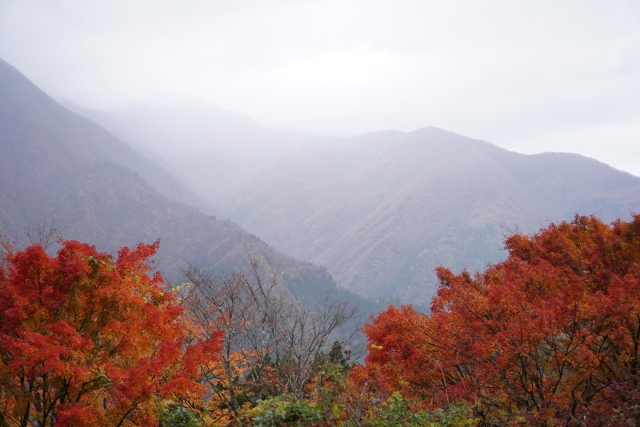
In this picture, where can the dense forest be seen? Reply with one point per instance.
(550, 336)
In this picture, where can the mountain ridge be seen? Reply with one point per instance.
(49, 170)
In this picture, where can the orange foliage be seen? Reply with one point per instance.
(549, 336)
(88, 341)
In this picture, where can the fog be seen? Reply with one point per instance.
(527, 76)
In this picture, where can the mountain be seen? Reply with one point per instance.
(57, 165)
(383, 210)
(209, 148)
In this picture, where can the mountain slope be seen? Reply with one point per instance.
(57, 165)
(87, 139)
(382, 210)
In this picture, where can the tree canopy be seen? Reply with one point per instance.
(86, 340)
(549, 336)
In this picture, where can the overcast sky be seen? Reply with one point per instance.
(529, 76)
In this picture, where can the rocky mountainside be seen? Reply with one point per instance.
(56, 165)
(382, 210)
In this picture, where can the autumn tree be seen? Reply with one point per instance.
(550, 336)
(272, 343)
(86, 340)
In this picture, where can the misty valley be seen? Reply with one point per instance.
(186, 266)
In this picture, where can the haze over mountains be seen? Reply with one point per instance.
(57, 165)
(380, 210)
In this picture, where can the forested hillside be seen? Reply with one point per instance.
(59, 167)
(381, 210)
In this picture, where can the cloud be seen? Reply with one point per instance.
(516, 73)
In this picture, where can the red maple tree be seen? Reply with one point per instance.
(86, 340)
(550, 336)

┄┄┄┄┄┄┄┄┄┄

• Written problem:
Copy out all of the entries above word for word, omitting the picture.

• Correct response:
In this picture, where can the dense forest be seen? Reply with one point per instance.
(550, 336)
In this picture, where can the mountain ridge be seen? Reply with one point per instance.
(49, 170)
In this picture, where can the orange foliage be seen? Reply with one point per instance.
(549, 336)
(88, 341)
In this picture, where can the fog be seen? Reply with one point per instance.
(527, 76)
In this picture, where can the mountain be seen? Reply with one point per instance.
(57, 165)
(383, 210)
(209, 148)
In this picture, where can the mountain slope be seen? Reply with one point per instance.
(57, 165)
(87, 139)
(382, 210)
In this picture, where can the tree canopy be seen? Reply with one point per instance.
(86, 340)
(549, 336)
In this picture, where can the overcast sky be seen? Reply with one point per instance.
(529, 76)
In this picture, where can the rocky mountainside be seen? Reply with one point per instance.
(56, 165)
(382, 210)
In this picture, where can the autumn tree be seen? Reply with one point per instance.
(550, 336)
(272, 343)
(86, 340)
In this picture, where can the misty valley be seen? Reply with one point per instance.
(186, 266)
In this picture, where can the haze over mountains be seen? Reply with one point per instance.
(57, 165)
(380, 210)
In this picture, where can the forested hillside be seen? Reply with one point per instance.
(59, 167)
(381, 210)
In this picture, where can the cloud be seen? Reply with one point per instance.
(516, 73)
In this picture, where can the red maple tree be seen? Reply with one point per instance.
(86, 340)
(550, 336)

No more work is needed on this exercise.